··· Material for the task

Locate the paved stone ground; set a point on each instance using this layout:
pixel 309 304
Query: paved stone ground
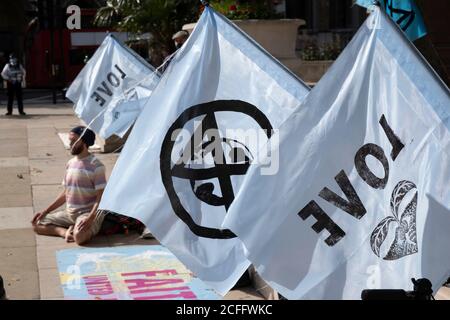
pixel 32 162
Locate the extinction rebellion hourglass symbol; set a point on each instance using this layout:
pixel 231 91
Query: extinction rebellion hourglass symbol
pixel 221 170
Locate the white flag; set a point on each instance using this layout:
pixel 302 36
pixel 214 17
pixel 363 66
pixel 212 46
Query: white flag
pixel 218 81
pixel 115 74
pixel 362 196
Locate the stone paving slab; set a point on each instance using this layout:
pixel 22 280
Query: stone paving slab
pixel 14 162
pixel 443 294
pixel 14 147
pixel 15 218
pixel 13 132
pixel 53 151
pixel 44 195
pixel 20 273
pixel 16 238
pixel 47 171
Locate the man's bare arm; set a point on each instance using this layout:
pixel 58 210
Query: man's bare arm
pixel 59 201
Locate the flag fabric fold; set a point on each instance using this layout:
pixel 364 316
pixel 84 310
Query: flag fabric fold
pixel 362 196
pixel 217 87
pixel 114 75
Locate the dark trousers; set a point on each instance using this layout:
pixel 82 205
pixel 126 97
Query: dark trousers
pixel 14 89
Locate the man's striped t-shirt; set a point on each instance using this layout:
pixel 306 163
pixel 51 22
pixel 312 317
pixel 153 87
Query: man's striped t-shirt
pixel 84 177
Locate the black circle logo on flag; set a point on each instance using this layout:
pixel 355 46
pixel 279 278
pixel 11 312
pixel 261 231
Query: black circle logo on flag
pixel 213 146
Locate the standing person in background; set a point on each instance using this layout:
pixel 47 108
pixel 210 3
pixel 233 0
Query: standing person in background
pixel 14 74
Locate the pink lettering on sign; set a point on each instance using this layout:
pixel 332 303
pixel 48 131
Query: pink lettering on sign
pixel 98 285
pixel 143 287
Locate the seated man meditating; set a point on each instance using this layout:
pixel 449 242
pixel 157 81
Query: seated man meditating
pixel 83 183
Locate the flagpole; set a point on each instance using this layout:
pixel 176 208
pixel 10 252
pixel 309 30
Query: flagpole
pixel 414 49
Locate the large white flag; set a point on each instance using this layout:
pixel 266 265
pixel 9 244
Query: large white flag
pixel 362 196
pixel 114 75
pixel 218 81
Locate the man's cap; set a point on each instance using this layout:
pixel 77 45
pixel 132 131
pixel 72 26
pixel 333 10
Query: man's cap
pixel 88 137
pixel 179 34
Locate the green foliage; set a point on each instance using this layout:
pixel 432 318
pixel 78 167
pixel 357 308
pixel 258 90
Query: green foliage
pixel 329 51
pixel 160 18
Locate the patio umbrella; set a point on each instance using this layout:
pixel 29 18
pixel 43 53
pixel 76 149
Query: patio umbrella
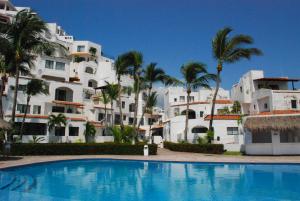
pixel 4 125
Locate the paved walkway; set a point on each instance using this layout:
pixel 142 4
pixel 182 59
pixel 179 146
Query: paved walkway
pixel 163 155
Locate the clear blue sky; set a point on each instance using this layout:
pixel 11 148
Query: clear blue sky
pixel 172 32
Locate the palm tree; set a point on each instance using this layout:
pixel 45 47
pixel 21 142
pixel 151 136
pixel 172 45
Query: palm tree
pixel 151 102
pixel 56 121
pixel 25 35
pixel 90 131
pixel 135 60
pixel 229 50
pixel 121 68
pixel 112 91
pixel 195 75
pixel 34 87
pixel 152 75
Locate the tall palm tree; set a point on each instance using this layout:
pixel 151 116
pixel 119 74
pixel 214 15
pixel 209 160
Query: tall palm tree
pixel 34 87
pixel 56 121
pixel 121 68
pixel 25 35
pixel 112 91
pixel 152 74
pixel 151 102
pixel 229 50
pixel 195 75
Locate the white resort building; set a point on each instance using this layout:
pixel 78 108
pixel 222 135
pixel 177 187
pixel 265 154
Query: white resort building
pixel 272 126
pixel 270 106
pixel 73 79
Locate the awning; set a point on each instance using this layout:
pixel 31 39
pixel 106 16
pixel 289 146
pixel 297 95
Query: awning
pixel 275 122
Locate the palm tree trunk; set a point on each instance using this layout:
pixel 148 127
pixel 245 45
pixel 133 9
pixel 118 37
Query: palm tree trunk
pixel 112 113
pixel 187 115
pixel 24 117
pixel 214 101
pixel 1 95
pixel 120 104
pixel 13 114
pixel 144 109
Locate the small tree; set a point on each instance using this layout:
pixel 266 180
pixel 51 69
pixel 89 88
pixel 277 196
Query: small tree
pixel 90 131
pixel 34 87
pixel 56 121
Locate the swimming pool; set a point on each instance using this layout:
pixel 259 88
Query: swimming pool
pixel 124 180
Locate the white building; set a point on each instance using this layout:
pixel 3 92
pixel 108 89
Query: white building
pixel 73 76
pixel 226 126
pixel 273 105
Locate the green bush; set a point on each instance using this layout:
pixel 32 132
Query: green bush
pixel 195 148
pixel 24 149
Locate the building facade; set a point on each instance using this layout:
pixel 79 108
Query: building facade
pixel 73 75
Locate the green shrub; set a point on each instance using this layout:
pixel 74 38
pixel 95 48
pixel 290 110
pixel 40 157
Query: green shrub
pixel 24 149
pixel 195 148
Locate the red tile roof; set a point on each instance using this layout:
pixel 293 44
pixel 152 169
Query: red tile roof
pixel 220 101
pixel 280 112
pixel 224 117
pixel 284 79
pixel 68 103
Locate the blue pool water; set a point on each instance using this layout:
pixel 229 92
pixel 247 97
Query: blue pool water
pixel 114 180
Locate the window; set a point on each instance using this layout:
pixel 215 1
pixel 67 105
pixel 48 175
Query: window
pixel 80 48
pixel 294 104
pixel 192 98
pixel 58 109
pixel 232 130
pixel 22 87
pixel 21 108
pixel 100 116
pixel 289 136
pixel 262 137
pixel 49 64
pixel 59 131
pixel 201 113
pixel 199 129
pixel 89 70
pixel 73 131
pixel 130 122
pixel 36 109
pixel 60 66
pixel 131 107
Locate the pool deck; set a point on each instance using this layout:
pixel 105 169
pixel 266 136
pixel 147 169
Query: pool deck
pixel 163 155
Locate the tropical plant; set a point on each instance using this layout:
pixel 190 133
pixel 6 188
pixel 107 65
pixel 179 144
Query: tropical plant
pixel 90 131
pixel 34 87
pixel 121 68
pixel 59 120
pixel 36 139
pixel 26 41
pixel 229 50
pixel 236 107
pixel 152 75
pixel 93 51
pixel 195 75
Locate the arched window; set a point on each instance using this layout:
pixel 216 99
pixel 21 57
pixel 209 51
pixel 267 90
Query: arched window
pixel 191 114
pixel 92 83
pixel 64 94
pixel 199 129
pixel 89 70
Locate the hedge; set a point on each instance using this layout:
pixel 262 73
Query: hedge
pixel 195 148
pixel 23 149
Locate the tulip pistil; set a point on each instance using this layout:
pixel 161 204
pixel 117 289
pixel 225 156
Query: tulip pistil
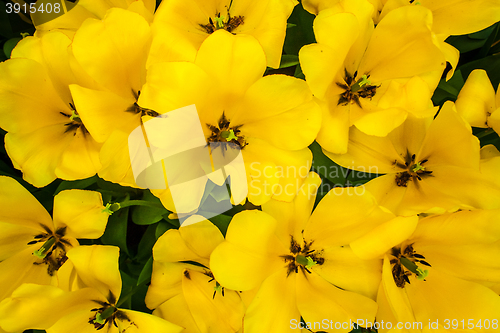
pixel 221 22
pixel 75 122
pixel 302 257
pixel 356 89
pixel 414 170
pixel 224 132
pixel 405 265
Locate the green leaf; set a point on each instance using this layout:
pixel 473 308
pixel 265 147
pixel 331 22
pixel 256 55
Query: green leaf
pixel 448 90
pixel 302 33
pixel 76 184
pixel 145 276
pixel 9 45
pixel 5 28
pixel 128 288
pixel 289 60
pixel 144 215
pixel 470 42
pixel 222 222
pixel 490 64
pixel 148 240
pixel 325 167
pixel 116 230
pixel 162 227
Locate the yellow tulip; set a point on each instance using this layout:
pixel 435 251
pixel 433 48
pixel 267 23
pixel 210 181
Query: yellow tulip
pixel 34 245
pixel 429 165
pixel 46 137
pixel 440 276
pixel 183 289
pixel 302 263
pixel 370 77
pixel 88 302
pixel 180 27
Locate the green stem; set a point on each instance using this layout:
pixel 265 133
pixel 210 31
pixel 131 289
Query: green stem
pixel 484 133
pixel 128 203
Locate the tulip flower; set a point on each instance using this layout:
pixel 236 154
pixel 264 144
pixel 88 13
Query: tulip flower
pixel 34 245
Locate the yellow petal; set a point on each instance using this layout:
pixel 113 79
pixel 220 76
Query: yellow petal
pixel 449 141
pixel 274 306
pixel 334 133
pixel 383 237
pixel 347 271
pixel 443 296
pixel 397 301
pixel 234 63
pixel 39 307
pixel 15 237
pixel 170 86
pixel 317 299
pixel 264 20
pixel 368 153
pixel 21 268
pixel 177 311
pixel 250 252
pixel 103 111
pixel 97 267
pixel 476 99
pixel 462 17
pixel 212 313
pixel 24 87
pixel 145 322
pixel 38 163
pixel 292 216
pixel 274 172
pixel 322 62
pixel 115 159
pixel 81 213
pixel 203 237
pixel 292 130
pixel 166 283
pixel 194 242
pixel 343 216
pixel 402 46
pixel 83 151
pixel 19 207
pixel 381 122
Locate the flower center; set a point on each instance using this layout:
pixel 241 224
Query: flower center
pixel 414 171
pixel 302 257
pixel 218 287
pixel 224 132
pixel 228 23
pixel 53 250
pixel 355 89
pixel 75 122
pixel 107 314
pixel 405 264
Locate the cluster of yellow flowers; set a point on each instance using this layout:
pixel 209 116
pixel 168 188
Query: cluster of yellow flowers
pixel 414 250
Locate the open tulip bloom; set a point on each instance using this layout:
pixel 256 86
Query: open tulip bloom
pixel 250 166
pixel 34 245
pixel 85 301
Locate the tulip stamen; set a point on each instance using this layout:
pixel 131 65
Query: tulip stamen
pixel 220 22
pixel 354 90
pixel 405 265
pixel 302 257
pixel 413 171
pixel 224 132
pixel 44 249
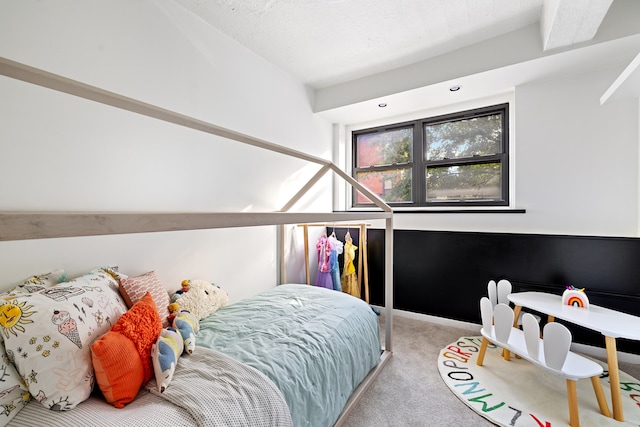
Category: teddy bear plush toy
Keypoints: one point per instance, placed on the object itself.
(198, 297)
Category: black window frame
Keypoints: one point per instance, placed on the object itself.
(419, 163)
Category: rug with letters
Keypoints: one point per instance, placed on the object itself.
(517, 393)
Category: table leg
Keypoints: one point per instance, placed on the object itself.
(614, 378)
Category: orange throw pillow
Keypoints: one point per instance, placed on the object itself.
(122, 357)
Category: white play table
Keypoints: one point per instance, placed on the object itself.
(610, 323)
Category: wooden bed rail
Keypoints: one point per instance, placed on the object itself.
(39, 225)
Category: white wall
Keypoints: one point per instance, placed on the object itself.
(63, 153)
(575, 162)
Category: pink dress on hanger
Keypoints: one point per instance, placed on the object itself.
(323, 278)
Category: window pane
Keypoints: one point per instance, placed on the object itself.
(391, 185)
(477, 136)
(470, 182)
(384, 148)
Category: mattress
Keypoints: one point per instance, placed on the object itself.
(315, 344)
(292, 354)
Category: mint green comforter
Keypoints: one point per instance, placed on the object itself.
(315, 344)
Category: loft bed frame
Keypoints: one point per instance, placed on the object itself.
(43, 225)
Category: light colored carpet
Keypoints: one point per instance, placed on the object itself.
(409, 390)
(518, 393)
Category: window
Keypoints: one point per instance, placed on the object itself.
(459, 159)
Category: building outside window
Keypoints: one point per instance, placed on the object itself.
(458, 159)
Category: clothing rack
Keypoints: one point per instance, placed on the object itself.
(363, 267)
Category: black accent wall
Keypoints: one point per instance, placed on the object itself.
(445, 274)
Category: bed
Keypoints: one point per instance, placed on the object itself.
(282, 384)
(294, 361)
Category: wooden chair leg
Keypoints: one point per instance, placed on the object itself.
(483, 350)
(572, 393)
(602, 400)
(506, 355)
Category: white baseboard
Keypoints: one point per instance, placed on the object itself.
(599, 352)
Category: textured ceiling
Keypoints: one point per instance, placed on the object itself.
(326, 42)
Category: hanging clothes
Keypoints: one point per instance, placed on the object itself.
(337, 248)
(349, 276)
(323, 278)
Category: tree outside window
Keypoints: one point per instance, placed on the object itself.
(455, 160)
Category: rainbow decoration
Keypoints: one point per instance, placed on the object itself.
(575, 297)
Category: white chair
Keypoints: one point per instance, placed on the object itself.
(502, 291)
(550, 352)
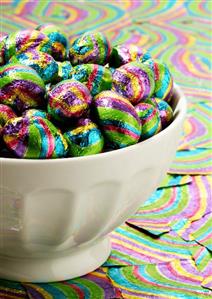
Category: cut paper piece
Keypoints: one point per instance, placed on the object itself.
(175, 180)
(152, 227)
(203, 261)
(133, 247)
(12, 290)
(172, 208)
(93, 285)
(176, 280)
(196, 94)
(192, 162)
(197, 130)
(200, 231)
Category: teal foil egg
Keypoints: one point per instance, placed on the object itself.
(86, 139)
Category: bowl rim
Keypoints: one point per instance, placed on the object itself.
(179, 113)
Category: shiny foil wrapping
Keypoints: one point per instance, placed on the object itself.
(86, 139)
(134, 81)
(21, 87)
(43, 63)
(92, 47)
(96, 77)
(117, 119)
(150, 120)
(67, 100)
(34, 138)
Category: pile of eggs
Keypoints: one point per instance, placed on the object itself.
(68, 101)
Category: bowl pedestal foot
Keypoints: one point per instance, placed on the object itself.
(78, 262)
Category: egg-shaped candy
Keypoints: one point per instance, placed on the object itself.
(6, 113)
(26, 40)
(164, 109)
(165, 112)
(64, 70)
(117, 118)
(3, 49)
(67, 100)
(163, 79)
(35, 113)
(21, 87)
(96, 77)
(150, 120)
(43, 63)
(34, 138)
(57, 38)
(91, 47)
(86, 139)
(122, 54)
(134, 81)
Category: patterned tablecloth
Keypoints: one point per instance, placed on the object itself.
(164, 250)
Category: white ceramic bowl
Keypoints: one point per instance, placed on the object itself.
(55, 215)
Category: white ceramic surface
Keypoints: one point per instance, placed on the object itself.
(55, 215)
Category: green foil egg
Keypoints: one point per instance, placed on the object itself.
(86, 139)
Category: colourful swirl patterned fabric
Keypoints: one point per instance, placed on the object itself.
(164, 250)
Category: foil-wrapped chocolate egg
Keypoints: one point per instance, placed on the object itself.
(68, 100)
(3, 49)
(134, 81)
(21, 87)
(26, 40)
(35, 113)
(117, 119)
(6, 113)
(163, 79)
(57, 38)
(164, 109)
(91, 47)
(34, 138)
(150, 120)
(64, 70)
(122, 54)
(96, 77)
(86, 139)
(43, 63)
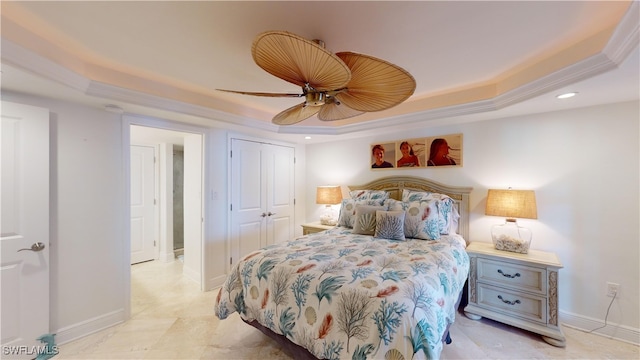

······

• **The problem**
Only lines containing the word "wall" should appear in the answer, and every such line from the records above must be there.

• **Exercise solution**
Category: white wall
Category: black accent wall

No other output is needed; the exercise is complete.